*EXERCISE DETAILS*
Filter the rows below, copying every line that contains the word "gold".

*RECORD LIST*
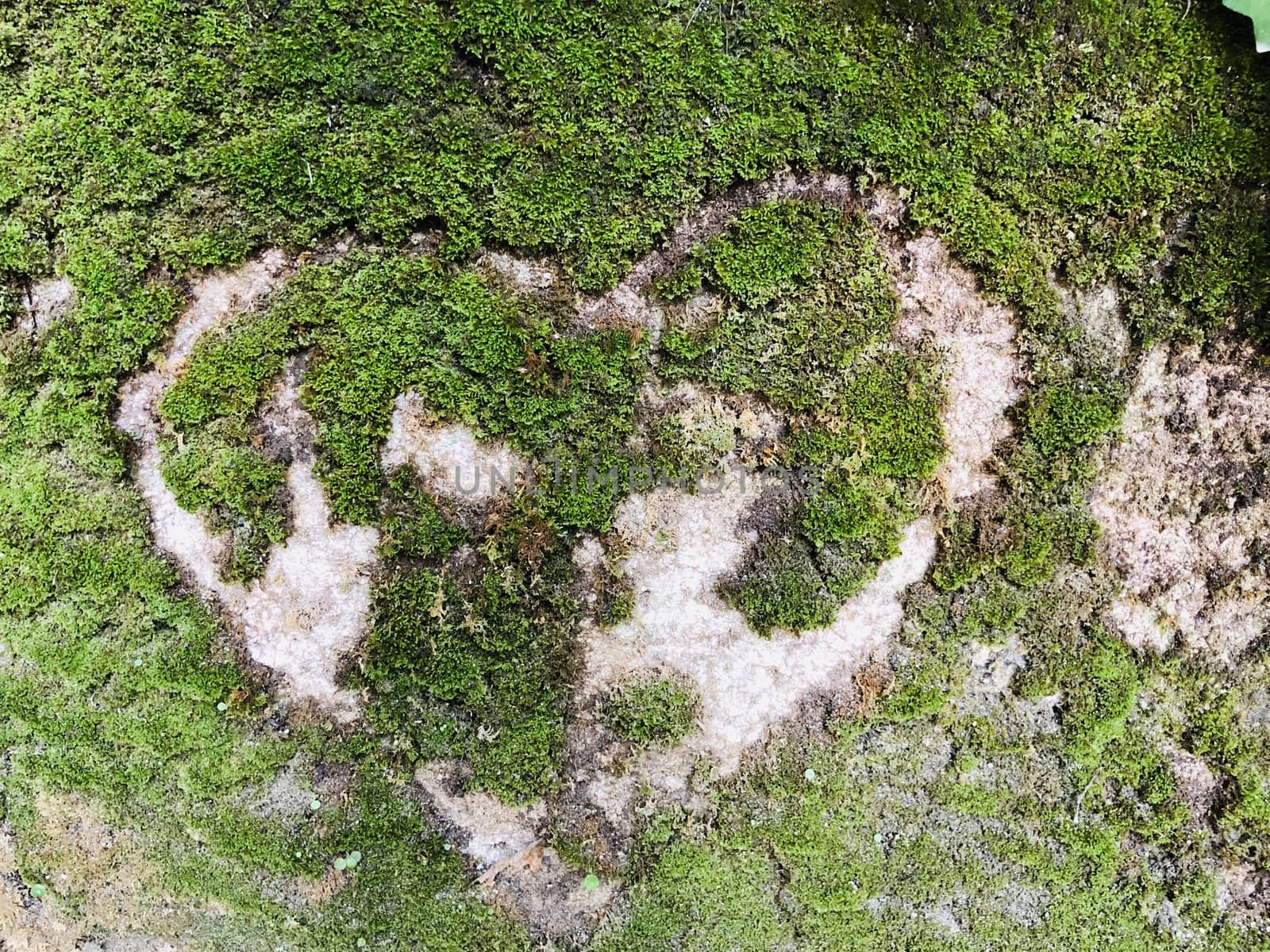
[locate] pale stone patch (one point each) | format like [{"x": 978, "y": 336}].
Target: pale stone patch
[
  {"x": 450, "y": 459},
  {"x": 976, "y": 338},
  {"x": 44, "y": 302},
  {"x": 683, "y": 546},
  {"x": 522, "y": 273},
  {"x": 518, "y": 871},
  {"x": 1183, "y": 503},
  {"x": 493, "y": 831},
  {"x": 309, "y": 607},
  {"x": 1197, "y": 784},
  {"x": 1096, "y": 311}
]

--

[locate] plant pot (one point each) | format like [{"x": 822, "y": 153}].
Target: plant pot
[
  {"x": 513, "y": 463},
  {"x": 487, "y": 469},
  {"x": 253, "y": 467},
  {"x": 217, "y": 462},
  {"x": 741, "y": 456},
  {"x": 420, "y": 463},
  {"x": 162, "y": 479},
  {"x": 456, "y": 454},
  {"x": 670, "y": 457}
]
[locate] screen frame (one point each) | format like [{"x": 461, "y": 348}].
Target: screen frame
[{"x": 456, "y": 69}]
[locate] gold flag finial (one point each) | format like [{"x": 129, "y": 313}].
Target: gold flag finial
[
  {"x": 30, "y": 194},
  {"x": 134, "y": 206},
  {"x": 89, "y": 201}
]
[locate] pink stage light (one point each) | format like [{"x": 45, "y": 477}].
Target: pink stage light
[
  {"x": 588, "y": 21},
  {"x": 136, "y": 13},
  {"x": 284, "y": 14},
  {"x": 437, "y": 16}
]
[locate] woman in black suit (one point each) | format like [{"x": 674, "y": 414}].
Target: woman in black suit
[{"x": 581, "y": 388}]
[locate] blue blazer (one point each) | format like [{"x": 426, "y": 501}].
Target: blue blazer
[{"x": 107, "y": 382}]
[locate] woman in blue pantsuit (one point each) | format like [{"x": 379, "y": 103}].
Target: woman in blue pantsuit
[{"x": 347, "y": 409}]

*PROBLEM SOLUTION*
[locate] gold flag finial (one point each) | format like [{"x": 129, "y": 313}].
Target: gold flag finial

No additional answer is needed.